■ Изучаемый текст ■
В последнее время я часто ходила в Вахтанговский театр. Зная, что я в зале, Юра оставался до финального выхода. Обычно он этого не делал. Ему ставили стульчик за кулисами, и он терпеливо ждал окончания спектакля. Кланяясь зрителям, искал меня глазами в первом ряду и улыбался. Это стало нашей традицией, а ведь мы с ним расстались более пятидесяти лет назад... Но оказывается, можно прожить целую жизнь врозь и продолжать любить. Даже то, что Юры больше нет на свете, ничего не может изменить.
Я люблю его до сих пор...
Так получилось, что судьба вела нас друг к другу очень извилистой тропой. До встречи с Юрой я успела побывать замужем и уже собралась было во второй, но... наше случайное знакомство смешало все карты.
Первый раз я вышла замуж, едва мне исполнилось восемнадцать. На Дне открытых дверей во Втором медицинском институте мною заинтересовался доцент одной из кафедр. Я была юной абитуриенткой с двумя косичками, а Юра Лопухин — 26-летним преподавателем.
Ухаживал он за мной очень красиво. Все цветы, которые стояли на столе во время партсобраний, где он председательствовал, после лекций приносил мне. Но я совершенно не была в него влюблена. Лопухин казался мне слишком взрослым.
Мы вместе изучали анатомию человека, а я... просто-напросто хотела сирени! Но мои родители считали, что этот серьезный молодой человек — хорошая партия для такой девчонки, как я. Однажды мама, которая даже переписывалась с Юрой, сказала: «Просто так встречаться со взрослым мужчиной неприлично. Вам нужно расписаться!»
А что неприличного мы делали? Кафе-мороженое, кино, уроки анатомии — безо всякой лирики. Мы даже ни разу не поцеловались. Накануне свадьбы, помню, Лопухин пытался проявить какие-то эмоции, но я решительно вырвалась: «Вот завтра поженимся — и тогда...»
После свадьбы мы сразу же уехали в Болгарию. Я только первый курс успела окончить. Мужа в составе советских ученых пригласили забальзамировать тело «болгарского Ленина» — Георгия Димитрова.
Наш приезд в Софию был окутан безумной тайной.
Никто не должен был знать, чем бальзамируют тело умершего генсека. Нас с Юрой поселили в доме Димитрова. У входа сидел майор, который никого к нам не пускал. В доме вождя поражала невиданная роскошь: хрусталь в серебре, восемь слуг, повар по имени Тошка и официант, сервировавший стол. Вечером я подписывала счета, которые Тошка приносил из магазина. Очень скоро, подсчитав огромные расходы, мы уволили всех слуг и стали обедать в посольской столовой.

■ Суть задания ■
Напишите продолжение воспоминаний о браке с Юрой Лопухиным и жизни в Софии, начиная сразу после последнего предложения. Следующие далее позиции представляют собой отдельный материал и к воспоминаниям не относятся.

(Сохранённые записи данных)
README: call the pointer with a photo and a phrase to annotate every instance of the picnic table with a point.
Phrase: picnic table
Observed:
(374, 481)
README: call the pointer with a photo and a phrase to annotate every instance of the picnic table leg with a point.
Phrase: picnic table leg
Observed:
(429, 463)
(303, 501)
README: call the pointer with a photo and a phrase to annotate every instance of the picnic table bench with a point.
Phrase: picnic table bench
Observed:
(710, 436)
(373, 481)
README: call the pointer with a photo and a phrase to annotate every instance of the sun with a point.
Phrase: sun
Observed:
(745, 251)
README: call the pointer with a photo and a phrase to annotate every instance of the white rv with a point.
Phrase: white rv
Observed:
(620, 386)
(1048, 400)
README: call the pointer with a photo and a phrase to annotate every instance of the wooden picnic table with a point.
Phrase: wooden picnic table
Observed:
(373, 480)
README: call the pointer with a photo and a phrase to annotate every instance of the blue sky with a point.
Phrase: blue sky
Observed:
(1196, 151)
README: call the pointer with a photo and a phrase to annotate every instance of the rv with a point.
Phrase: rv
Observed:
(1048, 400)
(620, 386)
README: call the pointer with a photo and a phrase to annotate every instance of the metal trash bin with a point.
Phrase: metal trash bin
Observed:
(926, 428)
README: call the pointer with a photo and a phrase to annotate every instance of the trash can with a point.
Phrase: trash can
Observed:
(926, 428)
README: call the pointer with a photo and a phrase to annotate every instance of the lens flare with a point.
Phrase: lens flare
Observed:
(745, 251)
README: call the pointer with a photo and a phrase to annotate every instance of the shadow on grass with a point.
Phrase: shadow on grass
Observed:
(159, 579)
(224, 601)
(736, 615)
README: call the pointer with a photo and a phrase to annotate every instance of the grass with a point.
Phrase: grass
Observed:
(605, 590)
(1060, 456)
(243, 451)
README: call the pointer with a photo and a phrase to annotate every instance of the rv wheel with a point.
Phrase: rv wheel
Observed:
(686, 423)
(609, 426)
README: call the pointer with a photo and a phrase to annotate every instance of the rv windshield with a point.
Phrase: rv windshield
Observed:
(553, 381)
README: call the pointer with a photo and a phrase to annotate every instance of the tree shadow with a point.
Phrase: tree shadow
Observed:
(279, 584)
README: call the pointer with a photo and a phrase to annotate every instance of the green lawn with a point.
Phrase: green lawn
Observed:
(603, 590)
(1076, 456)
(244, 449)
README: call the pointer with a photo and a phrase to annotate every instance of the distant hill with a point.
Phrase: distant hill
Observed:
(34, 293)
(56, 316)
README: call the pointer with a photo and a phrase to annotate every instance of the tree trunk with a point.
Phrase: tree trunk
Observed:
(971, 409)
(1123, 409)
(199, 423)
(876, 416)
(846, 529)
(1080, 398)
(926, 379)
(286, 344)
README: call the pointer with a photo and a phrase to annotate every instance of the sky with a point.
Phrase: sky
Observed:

■ Ответ к заданию ■
Все было настолько засекречено, что вечерами я стирала воротнички Димитрова, которые муж приносил из лаборатории. Впоследствии Лопухин все-таки выдал мне жгучую тайну, чем же советские врачи бальзамировали болгарского вождя.
Это была всего лишь смесь уксусной кислоты с чем-то еще!
В Софию я приехала уже беременная. К великому сожалению, мальчик, едва родившись, на второй день умер из-за отрицательного резус-фактора.
Лопухин отправил меня с одной торгпредшей развеяться на пляжи в Варну. Едва мы там появились, за нами стали все ухаживать. Однажды зашла в номер и ахнула: весь пол был усыпан гвоздиками. Помню, как шла по этим гвоздикам, а цветы громко хрустели. Я сразу догадалась, что это дело рук Володи Червенкова, сына нового генсека Болгарии.
Мужу пришлось еще на год остаться в Болгарии, а я, вернувшись в Москву, восстановилась в институте. Червенков тоже учился в Москве и настойчиво продолжал за мной ухаживать, он требовал, чтобы я уехала с ним в Софию.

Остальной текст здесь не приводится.